She explained that for monolithic SCADA software systems, it could take six months to a year for a new release. What LF Energy wants to do is to take six-month releases and move them to six-day or even six-hour releases. She pointed out that this is possible and that it’s been happening in the telecommunications sector.

“We are not going to get to decarbonization by believing in some fantasy that somewhere in some country is a bunch of engineers building the future and they’re just going to throw it over the wall. That’s not happening. Nobody has the capacity to do that, so we have to learn how to actually rapidly iterate, and that is a human problem.

“I feel like the human dimensions of what it is we’re trying to solve — that is a conversation that really needs to happen,”

She explained that people are simply not prepared. She wants to create a culture of people who are willing to admit they are lost and ask questions in order to solve the carbon problem. One of the many reasons people don’t ask questions is because they are afraid of getting mocked or belittled.

• • •

## PROBLEMS TO SOLVE
a) Answer these questions from the excerpt about LF Energy and decarbonization:
(i) How long can a new release take for monolithic SCADA software systems?
(ii) In which sector has very rapid releasing already been happening?
(iii) Why are people often reluctant to ask questions?
b) Carry on the excerpt about LF Energy and decarbonization, starting right after its final sentence.

## LISTED ENTRIES
• • •

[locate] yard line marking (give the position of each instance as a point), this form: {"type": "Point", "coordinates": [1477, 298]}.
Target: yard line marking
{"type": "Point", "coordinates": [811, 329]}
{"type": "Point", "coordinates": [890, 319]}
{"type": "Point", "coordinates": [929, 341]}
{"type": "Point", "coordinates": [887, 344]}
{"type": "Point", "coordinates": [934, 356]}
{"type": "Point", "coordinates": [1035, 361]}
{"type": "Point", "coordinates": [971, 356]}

• • •

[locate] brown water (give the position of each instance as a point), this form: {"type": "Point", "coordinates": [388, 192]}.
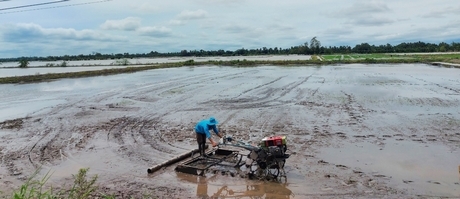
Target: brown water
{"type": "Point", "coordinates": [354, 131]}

• • •

## ANSWERS GIVEN
a)
(i) Six months to a year.
(ii) The telecommunications sector.
(iii) They are afraid of getting mocked or belittled.

b)
Shuli pointed out that this type of planning takes years.

“I really think that when we think about the design patterns of the future, we need to be thinking 3,000 years out. Not 50 years out, but 3,000 years out. It’s like, is this going to stand up for that long or are we just creating something with more externalities?”

The final slide Shuli shared was how LF Energy identified the areas at the Edge needing to be common piping. Substations, microgrids, and demand response are all in this category.

Example Of LF Energy’s Software In Action

As an example, Shuli used one of the companies in the Business Application section, Sogno, a project that was funded by the EU in its Horizon 2020 project. Sogno is 5G ready and is the beginning of a microservices architecture that will enable utilities to begin transitioning monolithic SCADA systems to microservices.

Another company, SeaPath, is in the Edge section and is using standard virtualization and automation software. Shuli noted that SeaPath is going all the way down to the chip level so that there can be an X-86 or other kind of commodity hardware using open-source software to enable substation automation and virtualization. Shuli detailed the importance of this.

“In the United States, we have rate cases that basically privilege very large hardware purchases — like $10 million substations, that are considered to be 50–100 year purchases.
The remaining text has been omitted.